▶ _EXCERPT_:
::::::

And then when user demand died down enough for the owners to move into their kitchen (presumably because folks were eating and not searching for recipes), I was unable to drive out to meet them because of a damaged “mass air flow filter” and “throttle body” in my car, whatever the heck those are (and hey, just because I’m a guy doesn’t mean I work on cars).
So, I spent Thanksgiving at home. I wrote most of the day, talked on the phone to the family back in Georgia and some friends in far-flung places. For dinner I made chicken and some of my smothered greens and cornbread. And then for a couple of hours in the evening, when the special holiday shows came on television, I started feeling . . . well, I started feeling lonely.
There. I said it. The other “L” word. Okay, maybe the third “L” word. But whatever.
Now, if you’re a bachelor you may have had a similar day, or perhaps you worry about having a bout of loneliness as we get closer to the special Jewish and Christian holidays? You’re not alone; there’s a lot of us single-people-away-from-a-family out there, and first of all realizing that you’re not the “only lonely” may be something of a comfort (props to Roy Orbison, the patron saint of holiday bachelordom).
See, one of the unfortunate side-effects of the commercialization of the holidays is that we’re bombarded on every screen and through every speaker with advertisements and programs that tell us what the holidays are supposed to be: full of visitors, constant messages and hugs from family and friends, and romantic evenings with loved ones. These images and suggestions create ideals that don’t quite match-up with many of our realities, and sometimes comparing your “real world” experience with these commercial fantasies can make you think like you fall short, and thus, feel lonelier than you otherwise would feel. Some families are tiny, some are spread out over many states, and some aren’t all that pleasant to be around anyhow.
In fact, in recent years folks from large families who had busy, full holiday feasts and gatherings have reported feeling depressed after the holiday. Why? Because the gathering or feast was actually normal, if not a little boring. The game on television was preempted by yet another airing of A Christmas Story with Peter Billingsley. Uncle Bob looked like he was ready to leave the moment he arrived, and your wee cousin Sue-Sue peed in your lap. This kind of real-life experience is nothing like the sentimental depiction of family gathering in I’ll Be Home for Chanukah on the Hydrogen Network. In short, very few “real life” holidays resemble anything on television or in the movies, nor can they live up to the sort of consumption-driven expectations created by the Holiday Industries (HI)™.
I thought, then, I’d kick off December’s columns of Bachelor Chow with a series related to beating the blues: in this season of holiday eating, what can the single guy do to stave off the blues or feeling alone? First and foremost, if someone asks, tell them! I mentioned to some friends I had a somewhat lonely Thanksgiving. I got this email response not shortly thereafter from a friend: I thought this might cheer you up, post [expletive] Thanksgiving: Today I busted open my fortune cookie and to my dismay/delight it read: "Love or Money? Or neither?" Apparently, all I have is my winning personality, which means I should probably just give up. So in conclusion, it could be worse: you could be me!

::::::

▶ _INPUT DATA_:
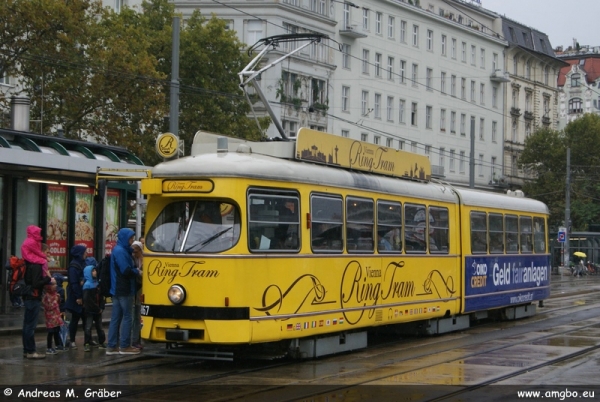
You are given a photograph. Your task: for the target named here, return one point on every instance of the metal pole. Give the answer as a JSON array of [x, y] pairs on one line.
[[568, 209], [472, 160], [174, 104]]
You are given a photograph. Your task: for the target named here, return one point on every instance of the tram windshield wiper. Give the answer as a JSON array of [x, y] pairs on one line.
[[209, 240]]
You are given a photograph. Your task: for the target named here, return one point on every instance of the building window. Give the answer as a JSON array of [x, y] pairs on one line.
[[365, 61], [482, 94], [482, 129], [453, 51], [345, 98], [415, 78], [378, 64], [428, 78], [443, 45], [430, 40], [575, 106], [402, 71], [428, 116], [346, 56], [413, 114], [402, 106], [403, 31], [364, 103], [443, 83], [442, 119], [416, 35]]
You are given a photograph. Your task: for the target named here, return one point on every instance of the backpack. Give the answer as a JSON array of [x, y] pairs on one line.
[[18, 287], [104, 282]]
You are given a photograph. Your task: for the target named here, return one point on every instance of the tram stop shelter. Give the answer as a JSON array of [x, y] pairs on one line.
[[50, 182]]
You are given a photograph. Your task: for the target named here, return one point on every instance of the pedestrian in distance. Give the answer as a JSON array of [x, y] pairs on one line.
[[123, 276], [31, 251], [136, 327], [51, 303], [93, 305], [74, 303]]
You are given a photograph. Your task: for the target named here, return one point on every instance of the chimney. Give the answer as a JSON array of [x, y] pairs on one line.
[[19, 113]]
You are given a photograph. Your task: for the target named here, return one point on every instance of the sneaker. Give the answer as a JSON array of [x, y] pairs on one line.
[[129, 351], [35, 355]]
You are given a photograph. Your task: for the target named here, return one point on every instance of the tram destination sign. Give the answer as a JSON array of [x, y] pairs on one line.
[[318, 147]]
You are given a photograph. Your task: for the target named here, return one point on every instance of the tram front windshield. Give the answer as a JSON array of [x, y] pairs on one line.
[[195, 226]]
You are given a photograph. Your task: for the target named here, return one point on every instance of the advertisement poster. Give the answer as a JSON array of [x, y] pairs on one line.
[[57, 226], [84, 218], [112, 219]]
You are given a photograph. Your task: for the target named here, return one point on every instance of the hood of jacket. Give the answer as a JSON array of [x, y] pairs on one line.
[[90, 281]]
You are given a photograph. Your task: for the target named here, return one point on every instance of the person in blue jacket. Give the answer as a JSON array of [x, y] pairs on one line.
[[74, 303], [123, 276]]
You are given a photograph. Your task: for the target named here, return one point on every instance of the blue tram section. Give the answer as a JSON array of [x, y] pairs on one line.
[[500, 281]]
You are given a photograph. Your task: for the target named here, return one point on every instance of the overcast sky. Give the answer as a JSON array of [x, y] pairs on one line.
[[561, 20]]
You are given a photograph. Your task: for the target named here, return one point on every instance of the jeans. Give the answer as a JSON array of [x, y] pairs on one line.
[[120, 322], [95, 319], [30, 318]]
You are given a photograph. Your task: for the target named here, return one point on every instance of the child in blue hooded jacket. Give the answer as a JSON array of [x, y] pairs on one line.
[[93, 305]]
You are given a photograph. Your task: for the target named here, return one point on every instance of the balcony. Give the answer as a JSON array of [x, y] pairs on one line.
[[351, 31]]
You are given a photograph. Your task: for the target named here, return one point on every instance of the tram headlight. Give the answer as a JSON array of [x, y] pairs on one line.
[[176, 294]]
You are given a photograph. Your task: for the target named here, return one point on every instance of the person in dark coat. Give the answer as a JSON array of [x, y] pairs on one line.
[[34, 257], [74, 303]]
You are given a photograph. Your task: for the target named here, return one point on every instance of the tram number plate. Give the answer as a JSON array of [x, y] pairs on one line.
[[145, 309]]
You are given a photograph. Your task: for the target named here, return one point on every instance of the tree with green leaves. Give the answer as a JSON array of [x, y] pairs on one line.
[[545, 156], [96, 74]]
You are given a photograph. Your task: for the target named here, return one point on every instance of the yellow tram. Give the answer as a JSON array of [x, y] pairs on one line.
[[307, 244]]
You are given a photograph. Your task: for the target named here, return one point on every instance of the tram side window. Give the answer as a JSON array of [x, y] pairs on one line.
[[496, 233], [539, 235], [511, 226], [389, 227], [526, 234], [439, 232], [326, 224], [195, 226], [273, 221], [359, 224], [478, 232], [415, 228]]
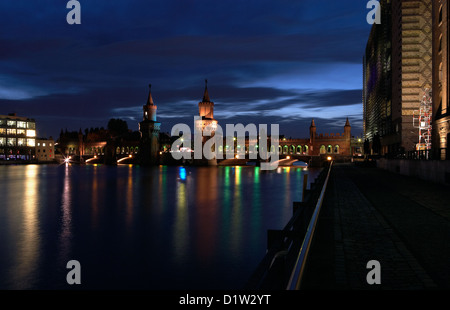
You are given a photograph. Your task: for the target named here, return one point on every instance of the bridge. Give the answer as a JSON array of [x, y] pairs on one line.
[[124, 159]]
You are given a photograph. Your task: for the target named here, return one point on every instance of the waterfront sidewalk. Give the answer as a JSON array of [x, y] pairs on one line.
[[372, 214]]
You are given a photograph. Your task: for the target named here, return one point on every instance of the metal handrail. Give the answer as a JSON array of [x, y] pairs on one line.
[[297, 273]]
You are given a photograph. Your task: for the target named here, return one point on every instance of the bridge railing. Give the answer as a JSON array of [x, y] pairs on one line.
[[287, 249]]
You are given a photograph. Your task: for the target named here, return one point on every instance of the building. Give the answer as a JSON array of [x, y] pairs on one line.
[[323, 144], [149, 128], [45, 150], [397, 68], [440, 88], [206, 125], [17, 137]]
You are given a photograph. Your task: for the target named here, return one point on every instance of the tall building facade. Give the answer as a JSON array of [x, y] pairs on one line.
[[17, 137], [397, 68], [440, 88]]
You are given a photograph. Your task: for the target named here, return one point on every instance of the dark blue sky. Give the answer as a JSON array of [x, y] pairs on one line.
[[267, 62]]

::::::

▶ _REQUIRED WORK_:
A. Output the passage of the holiday loneliness column from "So, I spent" to "started feeling lonely.".
B. Translate this sentence from the holiday loneliness column into Spanish: "For dinner I made chicken and some of my smothered greens and cornbread."

▶ _RESULTS IN ORDER_:
A.
So, I spent Thanksgiving at home. I wrote most of the day, talked on the phone to the family back in Georgia and some friends in far-flung places. For dinner I made chicken and some of my smothered greens and cornbread. And then for a couple of hours in the evening, when the special holiday shows came on television, I started feeling . . . well, I started feeling lonely.

B. Para la cena preparé pollo y un poco de mis verduras de hoja estofadas y pan de maíz.